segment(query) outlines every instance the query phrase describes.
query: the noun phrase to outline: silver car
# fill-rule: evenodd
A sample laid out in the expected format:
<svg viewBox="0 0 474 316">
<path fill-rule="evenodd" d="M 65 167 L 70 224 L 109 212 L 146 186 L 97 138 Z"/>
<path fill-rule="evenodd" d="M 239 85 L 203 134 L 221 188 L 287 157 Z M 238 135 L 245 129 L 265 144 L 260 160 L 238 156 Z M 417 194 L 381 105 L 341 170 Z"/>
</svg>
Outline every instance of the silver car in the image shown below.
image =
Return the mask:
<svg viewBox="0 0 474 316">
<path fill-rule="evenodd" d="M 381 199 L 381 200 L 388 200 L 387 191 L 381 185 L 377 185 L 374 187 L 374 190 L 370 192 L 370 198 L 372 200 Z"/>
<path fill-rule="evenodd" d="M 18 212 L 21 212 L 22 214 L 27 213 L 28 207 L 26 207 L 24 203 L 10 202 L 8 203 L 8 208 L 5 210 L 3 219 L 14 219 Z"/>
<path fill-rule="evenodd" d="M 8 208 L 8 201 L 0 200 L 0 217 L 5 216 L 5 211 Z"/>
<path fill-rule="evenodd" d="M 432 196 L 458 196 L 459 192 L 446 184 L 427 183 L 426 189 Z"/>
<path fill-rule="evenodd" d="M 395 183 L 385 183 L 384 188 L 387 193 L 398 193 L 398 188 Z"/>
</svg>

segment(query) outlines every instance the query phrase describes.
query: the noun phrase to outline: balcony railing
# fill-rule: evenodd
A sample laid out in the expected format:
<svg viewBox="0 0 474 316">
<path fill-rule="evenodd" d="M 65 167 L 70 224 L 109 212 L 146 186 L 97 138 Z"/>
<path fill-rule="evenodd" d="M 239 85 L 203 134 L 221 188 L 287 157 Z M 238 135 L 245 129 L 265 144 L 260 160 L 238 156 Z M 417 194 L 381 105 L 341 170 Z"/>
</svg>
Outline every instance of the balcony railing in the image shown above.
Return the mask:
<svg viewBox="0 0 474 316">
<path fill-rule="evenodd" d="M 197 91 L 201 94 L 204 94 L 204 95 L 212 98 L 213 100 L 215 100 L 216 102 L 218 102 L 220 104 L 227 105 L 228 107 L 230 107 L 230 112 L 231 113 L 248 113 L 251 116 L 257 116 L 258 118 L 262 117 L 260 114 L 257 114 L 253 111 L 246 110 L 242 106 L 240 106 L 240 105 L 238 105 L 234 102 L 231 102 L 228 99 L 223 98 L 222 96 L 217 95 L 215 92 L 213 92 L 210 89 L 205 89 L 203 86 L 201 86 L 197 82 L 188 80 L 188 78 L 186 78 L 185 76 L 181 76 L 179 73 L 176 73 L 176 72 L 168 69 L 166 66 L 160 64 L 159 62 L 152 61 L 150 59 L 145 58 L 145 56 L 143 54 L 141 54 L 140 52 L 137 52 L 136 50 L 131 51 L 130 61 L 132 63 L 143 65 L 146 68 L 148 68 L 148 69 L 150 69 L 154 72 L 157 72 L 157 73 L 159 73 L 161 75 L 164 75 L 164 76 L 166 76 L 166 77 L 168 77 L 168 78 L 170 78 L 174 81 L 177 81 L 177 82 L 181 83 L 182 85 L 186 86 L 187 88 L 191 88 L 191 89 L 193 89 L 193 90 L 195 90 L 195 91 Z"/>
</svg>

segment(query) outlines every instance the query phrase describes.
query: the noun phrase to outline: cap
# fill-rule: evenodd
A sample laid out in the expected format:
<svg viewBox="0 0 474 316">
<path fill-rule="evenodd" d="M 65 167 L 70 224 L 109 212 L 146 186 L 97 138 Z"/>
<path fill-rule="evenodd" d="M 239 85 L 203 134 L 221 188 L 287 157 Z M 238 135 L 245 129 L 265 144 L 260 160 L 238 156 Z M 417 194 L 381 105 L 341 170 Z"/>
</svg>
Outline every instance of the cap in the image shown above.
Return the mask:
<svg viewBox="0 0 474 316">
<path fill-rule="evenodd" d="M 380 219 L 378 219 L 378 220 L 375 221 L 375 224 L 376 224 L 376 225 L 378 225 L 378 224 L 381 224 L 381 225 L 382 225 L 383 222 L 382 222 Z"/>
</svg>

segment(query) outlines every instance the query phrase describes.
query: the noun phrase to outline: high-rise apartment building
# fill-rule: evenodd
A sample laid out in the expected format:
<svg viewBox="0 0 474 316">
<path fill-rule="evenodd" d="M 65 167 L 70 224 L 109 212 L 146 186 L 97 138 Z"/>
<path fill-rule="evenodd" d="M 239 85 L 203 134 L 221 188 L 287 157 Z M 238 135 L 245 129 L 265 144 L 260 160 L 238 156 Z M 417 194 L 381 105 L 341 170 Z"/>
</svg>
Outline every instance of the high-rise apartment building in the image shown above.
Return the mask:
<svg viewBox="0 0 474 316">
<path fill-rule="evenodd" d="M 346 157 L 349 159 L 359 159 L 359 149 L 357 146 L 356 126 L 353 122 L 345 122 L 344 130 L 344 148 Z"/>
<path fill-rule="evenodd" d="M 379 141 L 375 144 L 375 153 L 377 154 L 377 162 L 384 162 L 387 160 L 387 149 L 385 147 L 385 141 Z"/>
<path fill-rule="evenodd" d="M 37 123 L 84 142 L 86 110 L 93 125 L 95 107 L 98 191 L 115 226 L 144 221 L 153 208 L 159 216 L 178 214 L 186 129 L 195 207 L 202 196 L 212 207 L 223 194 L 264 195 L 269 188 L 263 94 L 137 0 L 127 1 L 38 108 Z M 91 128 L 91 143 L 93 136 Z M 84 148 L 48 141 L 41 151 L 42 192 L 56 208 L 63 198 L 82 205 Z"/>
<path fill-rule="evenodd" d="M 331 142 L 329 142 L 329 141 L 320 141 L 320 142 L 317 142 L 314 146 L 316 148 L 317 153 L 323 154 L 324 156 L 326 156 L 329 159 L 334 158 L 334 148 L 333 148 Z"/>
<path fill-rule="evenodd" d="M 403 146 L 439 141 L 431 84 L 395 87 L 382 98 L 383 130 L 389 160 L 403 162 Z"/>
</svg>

■ **Problem details**
Which lines of the material contain the string "shown"? List each of them.

■ **Completed task**
Outline every instance of the silver car in the image shown below.
Outline every instance of the balcony railing in the image shown above.
Outline every instance of the cap in the image shown above.
Outline every instance of the high-rise apartment building in the image shown above.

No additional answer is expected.